START RECORDS TO USE

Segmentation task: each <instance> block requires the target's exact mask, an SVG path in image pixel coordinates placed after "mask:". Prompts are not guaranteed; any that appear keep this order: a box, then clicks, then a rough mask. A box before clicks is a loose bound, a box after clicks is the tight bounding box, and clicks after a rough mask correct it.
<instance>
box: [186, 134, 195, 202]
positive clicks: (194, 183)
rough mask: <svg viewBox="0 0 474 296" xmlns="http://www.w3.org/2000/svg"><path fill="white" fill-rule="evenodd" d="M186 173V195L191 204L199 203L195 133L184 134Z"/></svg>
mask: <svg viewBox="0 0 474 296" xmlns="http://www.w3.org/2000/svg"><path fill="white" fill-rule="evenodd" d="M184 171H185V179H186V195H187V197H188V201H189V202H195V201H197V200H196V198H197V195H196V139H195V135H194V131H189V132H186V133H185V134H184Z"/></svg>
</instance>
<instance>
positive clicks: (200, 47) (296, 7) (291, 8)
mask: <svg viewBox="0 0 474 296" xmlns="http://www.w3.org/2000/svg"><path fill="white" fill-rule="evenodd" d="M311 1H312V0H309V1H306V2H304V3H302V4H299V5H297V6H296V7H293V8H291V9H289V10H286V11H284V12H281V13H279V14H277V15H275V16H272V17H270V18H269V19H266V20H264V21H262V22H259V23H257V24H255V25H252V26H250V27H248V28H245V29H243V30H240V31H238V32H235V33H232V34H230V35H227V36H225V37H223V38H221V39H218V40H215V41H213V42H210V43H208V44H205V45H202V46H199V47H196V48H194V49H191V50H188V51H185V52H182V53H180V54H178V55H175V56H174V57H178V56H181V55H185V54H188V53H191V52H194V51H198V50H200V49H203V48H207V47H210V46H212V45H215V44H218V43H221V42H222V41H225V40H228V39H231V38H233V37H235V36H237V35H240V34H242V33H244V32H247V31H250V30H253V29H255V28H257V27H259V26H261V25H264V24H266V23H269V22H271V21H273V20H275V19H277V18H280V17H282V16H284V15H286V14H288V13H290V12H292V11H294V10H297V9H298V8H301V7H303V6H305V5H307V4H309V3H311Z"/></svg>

END RECORDS TO USE

--- EXERCISE BRIEF ---
Please retype each entry above exactly as it is written.

--- TASK RESPONSE ---
Segmentation task: each <instance> block requires the target's exact mask, an SVG path in image pixel coordinates placed after "mask:". Prompts are not guaranteed; any that appear keep this order: a box, then clicks, then a rough mask. A box before clicks is a loose bound, a box after clicks is the tight bounding box, and clicks after a rough mask correct it.
<instance>
box: [186, 134, 195, 202]
positive clicks: (194, 183)
rough mask: <svg viewBox="0 0 474 296" xmlns="http://www.w3.org/2000/svg"><path fill="white" fill-rule="evenodd" d="M186 173V195L191 204L199 203L195 133L184 134Z"/></svg>
mask: <svg viewBox="0 0 474 296" xmlns="http://www.w3.org/2000/svg"><path fill="white" fill-rule="evenodd" d="M184 171H185V179H186V195H187V197H188V201H189V202H195V201H197V200H196V198H197V195H196V139H195V135H194V131H189V132H186V133H185V134H184Z"/></svg>
</instance>
<instance>
positive clicks: (200, 47) (296, 7) (291, 8)
mask: <svg viewBox="0 0 474 296" xmlns="http://www.w3.org/2000/svg"><path fill="white" fill-rule="evenodd" d="M311 1H312V0H309V1H306V2H304V3H302V4H299V5H297V6H296V7H293V8H291V9H289V10H286V11H284V12H281V13H279V14H277V15H275V16H272V17H270V18H269V19H266V20H264V21H262V22H259V23H257V24H255V25H252V26H250V27H248V28H245V29H243V30H240V31H238V32H235V33H232V34H230V35H227V36H225V37H223V38H221V39H218V40H215V41H213V42H210V43H208V44H205V45H202V46H199V47H196V48H194V49H191V50H188V51H185V52H182V53H180V54H178V55H175V56H174V57H178V56H181V55H185V54H188V53H191V52H194V51H198V50H200V49H203V48H207V47H210V46H212V45H215V44H218V43H221V42H222V41H225V40H228V39H231V38H233V37H235V36H237V35H240V34H242V33H244V32H247V31H250V30H253V29H255V28H257V27H259V26H261V25H264V24H266V23H269V22H271V21H273V20H275V19H277V18H280V17H282V16H284V15H286V14H288V13H290V12H292V11H294V10H297V9H298V8H301V7H303V6H305V5H307V4H309V3H311Z"/></svg>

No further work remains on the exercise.